*** Opening Records provided ***
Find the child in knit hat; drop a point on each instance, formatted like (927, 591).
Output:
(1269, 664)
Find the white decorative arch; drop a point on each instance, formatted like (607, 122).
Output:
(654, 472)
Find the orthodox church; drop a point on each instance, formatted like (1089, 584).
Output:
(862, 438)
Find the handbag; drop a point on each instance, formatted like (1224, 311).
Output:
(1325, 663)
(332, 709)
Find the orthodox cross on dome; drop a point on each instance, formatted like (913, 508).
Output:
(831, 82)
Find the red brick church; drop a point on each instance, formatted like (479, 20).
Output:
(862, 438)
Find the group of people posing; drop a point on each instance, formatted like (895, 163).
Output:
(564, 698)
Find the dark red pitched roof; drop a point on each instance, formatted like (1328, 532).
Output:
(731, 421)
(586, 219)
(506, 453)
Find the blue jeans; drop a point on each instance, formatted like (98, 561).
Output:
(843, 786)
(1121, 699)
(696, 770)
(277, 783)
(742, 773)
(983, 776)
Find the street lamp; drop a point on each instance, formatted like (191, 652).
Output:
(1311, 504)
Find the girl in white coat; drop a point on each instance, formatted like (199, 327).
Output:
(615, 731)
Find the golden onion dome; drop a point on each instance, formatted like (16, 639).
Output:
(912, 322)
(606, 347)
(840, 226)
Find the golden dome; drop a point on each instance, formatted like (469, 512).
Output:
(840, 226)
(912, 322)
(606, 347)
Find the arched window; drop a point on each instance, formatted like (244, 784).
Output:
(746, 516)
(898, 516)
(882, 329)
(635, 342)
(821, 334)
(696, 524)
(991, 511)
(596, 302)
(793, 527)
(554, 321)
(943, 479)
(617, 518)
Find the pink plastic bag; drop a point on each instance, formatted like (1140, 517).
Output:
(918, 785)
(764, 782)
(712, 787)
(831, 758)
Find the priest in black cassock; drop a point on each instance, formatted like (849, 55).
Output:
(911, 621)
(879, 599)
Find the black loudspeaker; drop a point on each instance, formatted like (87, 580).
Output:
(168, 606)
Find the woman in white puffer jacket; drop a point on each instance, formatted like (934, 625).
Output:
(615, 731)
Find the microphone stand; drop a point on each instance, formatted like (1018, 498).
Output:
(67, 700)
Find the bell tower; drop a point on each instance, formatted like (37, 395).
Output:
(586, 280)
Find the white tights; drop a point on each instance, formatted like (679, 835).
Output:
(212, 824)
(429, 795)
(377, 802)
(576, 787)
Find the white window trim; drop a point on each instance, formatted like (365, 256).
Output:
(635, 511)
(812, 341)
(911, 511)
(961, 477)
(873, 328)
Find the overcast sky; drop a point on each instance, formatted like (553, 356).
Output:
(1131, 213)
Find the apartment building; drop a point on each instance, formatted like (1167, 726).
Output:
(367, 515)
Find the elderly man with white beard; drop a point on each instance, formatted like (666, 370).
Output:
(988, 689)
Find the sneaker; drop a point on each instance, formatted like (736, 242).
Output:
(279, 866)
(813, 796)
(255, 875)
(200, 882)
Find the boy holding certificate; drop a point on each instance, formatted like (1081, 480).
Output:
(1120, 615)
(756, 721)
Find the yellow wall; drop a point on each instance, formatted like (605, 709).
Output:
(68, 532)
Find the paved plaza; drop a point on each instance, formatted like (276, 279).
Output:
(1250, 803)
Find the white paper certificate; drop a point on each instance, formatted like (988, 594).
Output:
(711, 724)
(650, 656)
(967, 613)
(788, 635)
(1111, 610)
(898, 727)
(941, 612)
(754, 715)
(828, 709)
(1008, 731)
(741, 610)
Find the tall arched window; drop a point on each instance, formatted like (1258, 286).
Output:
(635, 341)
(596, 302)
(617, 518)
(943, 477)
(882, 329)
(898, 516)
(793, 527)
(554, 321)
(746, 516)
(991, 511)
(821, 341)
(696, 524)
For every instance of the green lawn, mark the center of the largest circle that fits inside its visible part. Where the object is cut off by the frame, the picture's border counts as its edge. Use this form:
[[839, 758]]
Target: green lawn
*** Closing Records provided ***
| About this task |
Whenever a line of the records holds the string "black", pick it out and copy it.

| Your solution |
Find the priest in black cassock; drop a point on each instance, formatted like (849, 55).
Find the black loudspeaker; drop a point on each instance, formatted like (87, 580).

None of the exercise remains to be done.